Dr. Nicholas Christakis, a physician and professor of medical sociology at Harvard Medical School and a principal investigator in the new study, says one explanation is that friends affect each others' perception of fatness. When a close friend becomes obese, obesity may not look so bad.

"You change your idea of what is an acceptable body type by looking at the people around you," Christakis said.

The investigators say their findings can help explain why Americans became fatter in recent years: Persons who became obese were likely to drag some friends with them.

Their analysis was unique, Christakis said, because it moved beyond a simple analysis of one person and his or her social contacts, and instead examined an entire social network at once, looking at how a friend's friends' friends, or a spouse's siblings' friends, could have an influence on a person's weight. The effects, Christakis said, "highlight the importance of a spreading process, a kind of social contagion, that spreads through the network."

++++

_What you have to do_
Carry on the news piece about obesity spreading through social networks, picking up after its final sentence.

++++

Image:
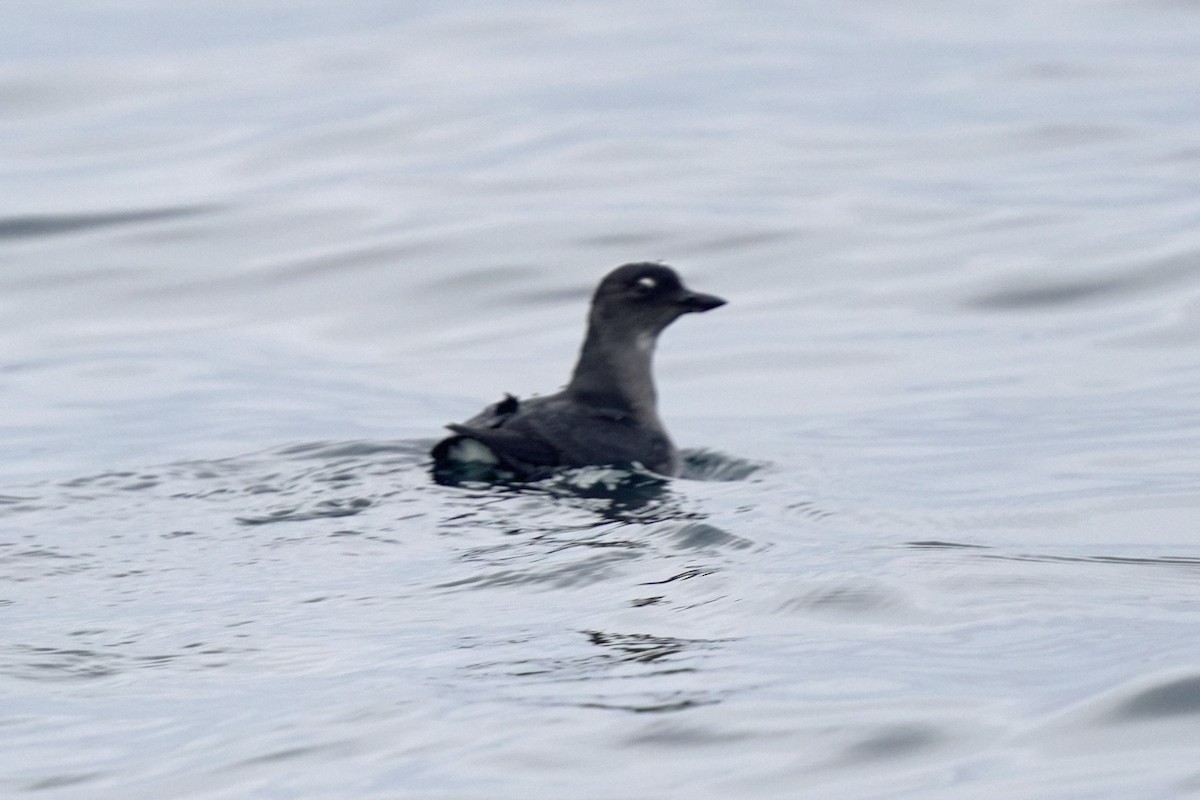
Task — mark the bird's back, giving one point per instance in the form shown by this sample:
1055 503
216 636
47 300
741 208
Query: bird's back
557 431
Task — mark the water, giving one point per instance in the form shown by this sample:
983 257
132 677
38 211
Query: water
939 535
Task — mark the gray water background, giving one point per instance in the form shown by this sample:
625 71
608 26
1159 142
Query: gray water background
252 256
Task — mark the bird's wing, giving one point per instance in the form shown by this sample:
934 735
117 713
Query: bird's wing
515 447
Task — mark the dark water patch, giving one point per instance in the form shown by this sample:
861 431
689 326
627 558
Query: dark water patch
935 545
581 572
41 226
687 575
45 663
1123 560
700 536
1038 292
321 510
64 781
1171 698
702 464
900 741
665 705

++++

_Reply to the task_
Of course, the investigators say, social networks are not the only factors that affect body weight. There is a strong genetic component at work too.

Science has shown that individuals have genetically determined ranges of weights, spanning perhaps 30 or so pounds, or 13.5 kilograms, for each person. But that leaves a large role for the environment in determining whether a person's weight is near the top of his or her range or near the bottom. As people have gotten fatter, it appears that many are edging toward the top of their ranges. The question has been why.

If the new research is correct, it might mean that something in the environment seeded what many call an obesity epidemic, making a few people gain weight. Then social networks let the obesity spread rapidly.

It also might mean that the way to avoid becoming fat is to avoid having fat friends.

That is not the message they meant to convey, say the study investigators, Christakis and his colleague James Fowler, an associate professor of political science at the University of California in San Diego. You don't want to lose a friend who becomes obese, Christakis said. Friends are good for your overall health, he explains.

So why not make friends with a thin person, he suggests, and let the thin person's behavior influence you and your obese friend?

That answer does not satisfy obesity researchers like Kelly Brownell, director of the Rudd Center for Food Policy and Obesity at Yale University.

"I think there's a great risk here in blaming obese people even more for things that are caused by a terrible environment," Brownell said.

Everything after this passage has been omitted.